>> Start PROVIDED DATA

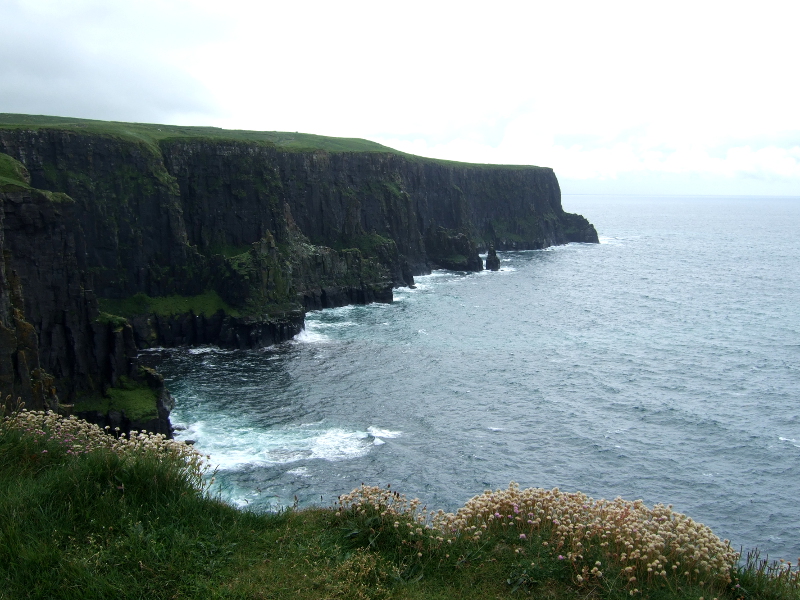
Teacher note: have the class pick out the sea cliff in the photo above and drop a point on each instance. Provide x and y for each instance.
(118, 236)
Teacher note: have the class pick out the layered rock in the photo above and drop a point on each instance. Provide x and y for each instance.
(114, 241)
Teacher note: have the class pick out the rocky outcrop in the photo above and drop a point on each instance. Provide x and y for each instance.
(492, 260)
(55, 349)
(114, 241)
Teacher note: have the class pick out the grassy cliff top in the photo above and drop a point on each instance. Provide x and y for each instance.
(151, 133)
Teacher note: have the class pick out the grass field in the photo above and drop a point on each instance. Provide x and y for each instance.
(84, 515)
(151, 134)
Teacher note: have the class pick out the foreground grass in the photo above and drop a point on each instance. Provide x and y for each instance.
(83, 515)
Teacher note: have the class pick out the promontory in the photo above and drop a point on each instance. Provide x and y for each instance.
(119, 236)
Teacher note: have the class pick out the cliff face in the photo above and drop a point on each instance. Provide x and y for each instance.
(113, 241)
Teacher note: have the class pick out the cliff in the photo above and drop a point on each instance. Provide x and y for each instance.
(119, 236)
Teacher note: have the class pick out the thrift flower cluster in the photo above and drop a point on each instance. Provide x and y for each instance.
(77, 437)
(635, 543)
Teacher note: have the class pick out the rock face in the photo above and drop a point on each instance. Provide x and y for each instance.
(492, 260)
(113, 241)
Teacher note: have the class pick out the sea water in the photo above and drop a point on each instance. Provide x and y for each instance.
(661, 364)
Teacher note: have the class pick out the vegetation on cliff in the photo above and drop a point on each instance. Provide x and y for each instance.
(121, 236)
(86, 515)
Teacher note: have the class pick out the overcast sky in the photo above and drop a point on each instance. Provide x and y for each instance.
(618, 97)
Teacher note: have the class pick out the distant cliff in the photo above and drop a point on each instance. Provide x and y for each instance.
(120, 236)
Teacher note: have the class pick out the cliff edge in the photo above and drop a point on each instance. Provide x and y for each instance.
(120, 236)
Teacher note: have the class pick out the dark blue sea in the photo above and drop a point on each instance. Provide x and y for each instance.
(661, 364)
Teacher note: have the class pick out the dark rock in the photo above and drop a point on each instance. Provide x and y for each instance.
(492, 261)
(273, 232)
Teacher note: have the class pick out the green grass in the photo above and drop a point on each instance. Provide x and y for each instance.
(13, 175)
(138, 400)
(83, 516)
(208, 303)
(151, 134)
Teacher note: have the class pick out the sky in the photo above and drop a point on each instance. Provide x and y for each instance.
(645, 97)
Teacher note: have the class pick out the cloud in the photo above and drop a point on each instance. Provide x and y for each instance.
(602, 92)
(86, 60)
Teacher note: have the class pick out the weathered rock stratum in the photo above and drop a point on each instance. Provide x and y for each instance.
(119, 236)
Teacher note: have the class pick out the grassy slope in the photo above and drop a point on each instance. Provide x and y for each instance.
(153, 133)
(106, 523)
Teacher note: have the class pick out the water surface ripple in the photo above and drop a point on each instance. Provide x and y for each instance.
(662, 364)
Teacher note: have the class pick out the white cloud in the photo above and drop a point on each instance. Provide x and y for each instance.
(604, 92)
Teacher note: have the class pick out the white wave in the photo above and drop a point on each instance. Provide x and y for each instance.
(387, 433)
(338, 444)
(310, 336)
(332, 325)
(234, 447)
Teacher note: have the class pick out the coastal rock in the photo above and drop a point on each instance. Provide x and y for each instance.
(113, 243)
(492, 261)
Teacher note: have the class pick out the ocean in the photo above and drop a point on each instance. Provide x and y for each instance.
(661, 364)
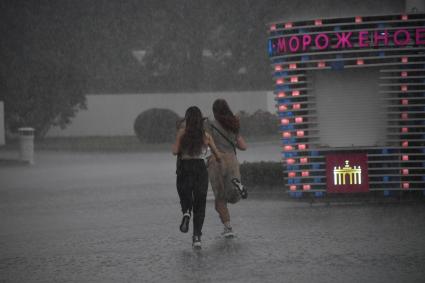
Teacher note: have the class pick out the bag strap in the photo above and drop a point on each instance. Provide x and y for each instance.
(225, 137)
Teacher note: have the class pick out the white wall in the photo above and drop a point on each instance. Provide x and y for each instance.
(2, 134)
(114, 114)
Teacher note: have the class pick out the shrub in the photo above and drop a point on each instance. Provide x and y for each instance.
(156, 125)
(262, 174)
(261, 123)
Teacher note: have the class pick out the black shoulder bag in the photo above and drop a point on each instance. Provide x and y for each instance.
(225, 137)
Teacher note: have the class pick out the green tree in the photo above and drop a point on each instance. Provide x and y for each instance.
(40, 82)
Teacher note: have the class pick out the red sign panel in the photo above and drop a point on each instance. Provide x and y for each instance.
(347, 173)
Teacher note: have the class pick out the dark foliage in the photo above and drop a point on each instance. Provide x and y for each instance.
(262, 174)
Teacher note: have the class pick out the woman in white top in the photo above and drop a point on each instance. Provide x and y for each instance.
(225, 176)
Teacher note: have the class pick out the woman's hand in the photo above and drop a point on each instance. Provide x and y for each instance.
(218, 157)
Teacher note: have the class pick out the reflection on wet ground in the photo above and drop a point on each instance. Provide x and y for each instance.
(114, 218)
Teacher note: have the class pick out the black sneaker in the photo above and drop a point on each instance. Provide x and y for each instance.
(196, 242)
(242, 190)
(184, 226)
(228, 233)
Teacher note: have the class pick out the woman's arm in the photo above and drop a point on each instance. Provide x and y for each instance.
(240, 143)
(176, 145)
(214, 149)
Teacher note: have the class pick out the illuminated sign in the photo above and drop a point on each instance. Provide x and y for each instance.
(347, 172)
(354, 174)
(345, 40)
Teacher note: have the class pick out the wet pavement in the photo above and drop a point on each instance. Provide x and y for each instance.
(114, 217)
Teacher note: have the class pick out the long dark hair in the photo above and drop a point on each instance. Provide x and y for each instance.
(193, 137)
(225, 117)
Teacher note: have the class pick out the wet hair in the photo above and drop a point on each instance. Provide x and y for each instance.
(193, 138)
(225, 117)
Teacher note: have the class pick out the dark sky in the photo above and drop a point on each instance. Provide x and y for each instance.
(96, 38)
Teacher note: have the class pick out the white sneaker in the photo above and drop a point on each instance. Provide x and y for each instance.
(228, 232)
(196, 242)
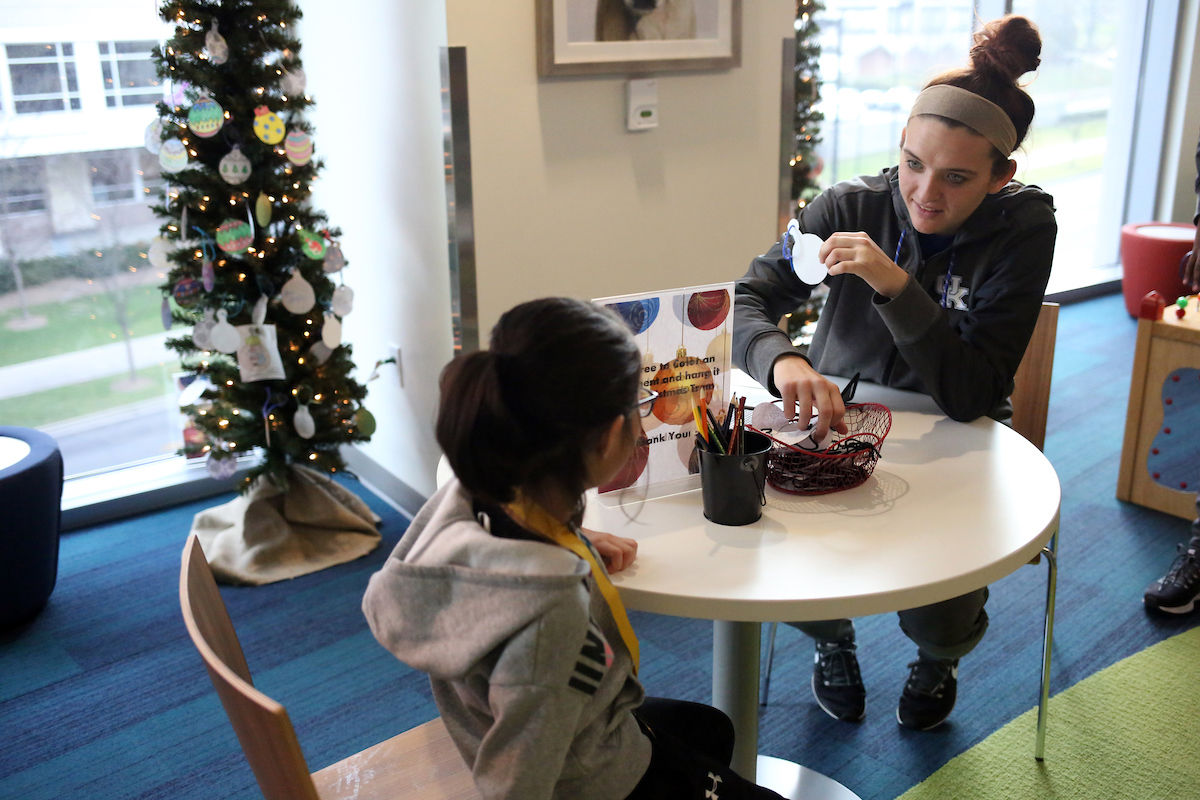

>> End PROVIDED DATA

> SHORT EXERCISE:
Tally the lines in the rows above that contain the string "cloud", with case counting, and reply with only that number.

> ANSWER TO THIS PROBLEM:
2